── Text segment

Sunday, December 07, 2014

How to Prevent Holiday Season Identity Theft


Approximately 15 million United States consumers have their identities used fraudulently each year costing up to $50 billion. Identity theft crimes have expanded and include stealing purses or wallets, laptops, cell phones, going through trash, stealing mail, using social media, writing bad checks, stealing electricity service, government benefits, tax refunds, insurance, fraudulent loans and more. 

One feature feature that puts consumers at risk is holiday shopping including shopping online.  Most companies automatically save your credit card or debit card information and personal information when shopping online. Companies claim this makes it easier for consumers to make purchases in the future but what if you only visit the site once, now they have your personal information which is at risk for identity theft.

────
── Given information

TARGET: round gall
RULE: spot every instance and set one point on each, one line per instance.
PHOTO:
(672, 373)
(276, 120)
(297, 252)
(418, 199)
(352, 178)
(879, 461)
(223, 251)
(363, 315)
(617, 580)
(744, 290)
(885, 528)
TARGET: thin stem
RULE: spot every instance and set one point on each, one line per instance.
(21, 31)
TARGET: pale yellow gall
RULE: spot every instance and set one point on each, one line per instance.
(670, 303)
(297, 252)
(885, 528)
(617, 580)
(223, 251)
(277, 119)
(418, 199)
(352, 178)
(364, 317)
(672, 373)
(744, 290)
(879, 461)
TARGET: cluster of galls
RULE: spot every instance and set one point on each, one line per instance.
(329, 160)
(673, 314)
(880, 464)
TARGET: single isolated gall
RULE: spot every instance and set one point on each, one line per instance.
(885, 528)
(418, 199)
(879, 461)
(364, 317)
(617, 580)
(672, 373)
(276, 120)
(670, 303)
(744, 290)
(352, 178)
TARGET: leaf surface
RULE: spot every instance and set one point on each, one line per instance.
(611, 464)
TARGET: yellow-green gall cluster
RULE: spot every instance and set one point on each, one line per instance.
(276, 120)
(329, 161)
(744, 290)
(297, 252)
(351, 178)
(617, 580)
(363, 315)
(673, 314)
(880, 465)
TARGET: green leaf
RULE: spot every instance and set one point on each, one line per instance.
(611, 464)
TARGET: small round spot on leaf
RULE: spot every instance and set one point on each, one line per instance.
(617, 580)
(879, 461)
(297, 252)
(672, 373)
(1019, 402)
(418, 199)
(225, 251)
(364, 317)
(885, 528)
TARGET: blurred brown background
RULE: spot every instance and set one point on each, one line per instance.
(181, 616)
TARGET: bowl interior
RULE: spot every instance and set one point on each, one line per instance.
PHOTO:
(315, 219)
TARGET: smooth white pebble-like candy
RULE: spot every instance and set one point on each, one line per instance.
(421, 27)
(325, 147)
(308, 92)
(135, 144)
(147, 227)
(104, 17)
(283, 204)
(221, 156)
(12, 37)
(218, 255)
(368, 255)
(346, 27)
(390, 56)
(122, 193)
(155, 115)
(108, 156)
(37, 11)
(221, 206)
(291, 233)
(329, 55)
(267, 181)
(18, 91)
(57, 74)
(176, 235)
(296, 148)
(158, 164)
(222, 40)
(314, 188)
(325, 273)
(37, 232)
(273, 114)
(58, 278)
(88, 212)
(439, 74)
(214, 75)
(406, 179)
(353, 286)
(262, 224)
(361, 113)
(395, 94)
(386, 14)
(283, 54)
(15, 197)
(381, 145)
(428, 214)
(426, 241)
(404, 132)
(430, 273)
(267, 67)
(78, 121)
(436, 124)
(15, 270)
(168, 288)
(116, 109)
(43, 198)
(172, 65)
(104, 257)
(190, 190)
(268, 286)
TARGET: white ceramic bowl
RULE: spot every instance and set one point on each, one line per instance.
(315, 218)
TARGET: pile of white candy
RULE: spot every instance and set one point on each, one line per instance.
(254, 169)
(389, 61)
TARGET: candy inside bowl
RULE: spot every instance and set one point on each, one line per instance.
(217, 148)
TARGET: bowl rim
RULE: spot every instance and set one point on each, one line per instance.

────

§ Directions: Return the holiday identity theft post in full, word for word. The material above is separate from the holiday identity theft post.

§ Response to the task:
Sunday, December 07, 2014

How to Prevent Holiday Season Identity Theft


Approximately 15 million United States consumers have their identities used fraudulently each year costing up to $50 billion. Identity theft crimes have expanded and include stealing purses or wallets, laptops, cell phones, going through trash, stealing mail, using social media, writing bad checks, stealing electricity service, government benefits, tax refunds, insurance, fraudulent loans and more. 

One feature feature that puts consumers at risk is holiday shopping including shopping online.  Most companies automatically save your credit card or debit card information and personal information when shopping online. Companies claim this makes it easier for consumers to make purchases in the future but what if you only visit the site once, now they have your personal information which is at risk for identity theft.